* **Aufgabe 1**: Beantworten Sie anhand des Textes über Spahns Sprechstundenpläne, wie viele Sprechstunden pro Woche Ärzte mindestens für Kassenpatienten reservieren sollen.
* **Aufgabe 2**: Führen Sie den Text über Spahns Sprechstundenpläne weiter, beginnend nach seinem letzten Satz.

* **Vorliegender Text**:
=======

Berlin. Gesundheitsminister Jens Spahn will die Wartezeiten für Patienten verkürzen. Doch Kassenärzte sind gegen einen Gesetzesentwurf dazu.

Die Kassenärzte wehren sich gegen Pläne von Gesundheitsminister Jens Spahn (CDU), die Sprechzeiten für gesetzlich Versicherte auszuweiten. „Den Plan, Ärzten eine Mindestsprechstundenzeit von 25 Stunden vorzuschreiben, lehnen wir Kassenärzte ab. Damit greift die Politik viel zu stark in die Abläufe der einzelnen Praxis ein“, sagte der Vorstandschef der Kassenärztlichen Bundesvereinigung (KBV), Andreas Gassen, dieser Redaktion. Er begründete dies damit, dass Ärzte Freiberufler seien und ihre Arbeit frei gestalten müssten.

Mit einem neuen Gesetz will Minister Spahn die Wartezeit auf Arzttermine für gesetzlich Versicherte verkürzen. Dafür will er Ärzte unter anderem dazu zwingen, mindestens 25 Sprechstunden pro Woche für Kassenpatienten zu reservieren. Das sieht auch der Koalitionsvertrag mit der SPD vor.

=======

* **Zu prüfende Daten**:
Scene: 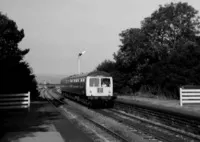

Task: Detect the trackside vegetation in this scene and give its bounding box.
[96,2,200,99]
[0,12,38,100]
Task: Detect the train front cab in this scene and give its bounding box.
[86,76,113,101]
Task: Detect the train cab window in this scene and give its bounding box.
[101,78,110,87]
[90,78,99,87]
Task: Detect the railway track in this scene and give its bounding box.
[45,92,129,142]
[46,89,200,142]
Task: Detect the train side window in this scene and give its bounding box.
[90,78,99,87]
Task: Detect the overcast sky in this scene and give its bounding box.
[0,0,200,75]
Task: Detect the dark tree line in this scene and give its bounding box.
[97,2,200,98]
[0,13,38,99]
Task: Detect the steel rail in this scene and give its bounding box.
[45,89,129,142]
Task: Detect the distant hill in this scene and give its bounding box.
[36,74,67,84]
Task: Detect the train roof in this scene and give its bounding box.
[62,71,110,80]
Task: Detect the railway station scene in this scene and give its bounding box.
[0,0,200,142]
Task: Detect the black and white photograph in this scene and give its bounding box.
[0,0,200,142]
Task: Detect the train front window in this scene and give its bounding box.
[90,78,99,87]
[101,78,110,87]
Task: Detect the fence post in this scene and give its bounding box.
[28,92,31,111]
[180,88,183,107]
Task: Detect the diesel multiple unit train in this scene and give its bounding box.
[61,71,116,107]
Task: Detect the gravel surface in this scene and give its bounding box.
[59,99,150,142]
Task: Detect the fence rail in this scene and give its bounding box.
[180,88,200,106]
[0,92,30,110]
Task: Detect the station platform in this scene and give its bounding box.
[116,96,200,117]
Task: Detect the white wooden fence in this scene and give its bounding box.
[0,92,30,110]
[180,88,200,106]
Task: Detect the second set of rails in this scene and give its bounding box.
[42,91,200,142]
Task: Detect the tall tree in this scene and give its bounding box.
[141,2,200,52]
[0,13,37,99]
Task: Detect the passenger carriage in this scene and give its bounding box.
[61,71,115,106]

=======

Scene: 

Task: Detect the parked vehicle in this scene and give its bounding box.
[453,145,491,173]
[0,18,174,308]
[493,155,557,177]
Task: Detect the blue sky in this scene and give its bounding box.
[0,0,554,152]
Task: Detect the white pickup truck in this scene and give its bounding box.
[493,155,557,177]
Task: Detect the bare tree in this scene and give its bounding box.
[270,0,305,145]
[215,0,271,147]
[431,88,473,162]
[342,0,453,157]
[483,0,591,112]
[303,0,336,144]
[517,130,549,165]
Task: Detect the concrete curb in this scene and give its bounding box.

=======

* **Erwartete Ausgabe 1**: Mindestens 25 Sprechstunden pro Woche.

* **Erwartete Ausgabe 2**:
Bisher müssen Ärzte mindestens 20 Stunden Zeit für gesetzlich Versicherte da sein, wenn sie eine Kassenzulassung haben wollen. Im Gegenzug verspricht Spahn den Ärzten zusätzliches Geld, wenn sie neue Patienten behandeln oder notwendige Behandlungstermine vermitteln. Rund eine halbe Milliarde Euro zusätzlich sollen die Krankenkassen für solche Leistungen zahlen.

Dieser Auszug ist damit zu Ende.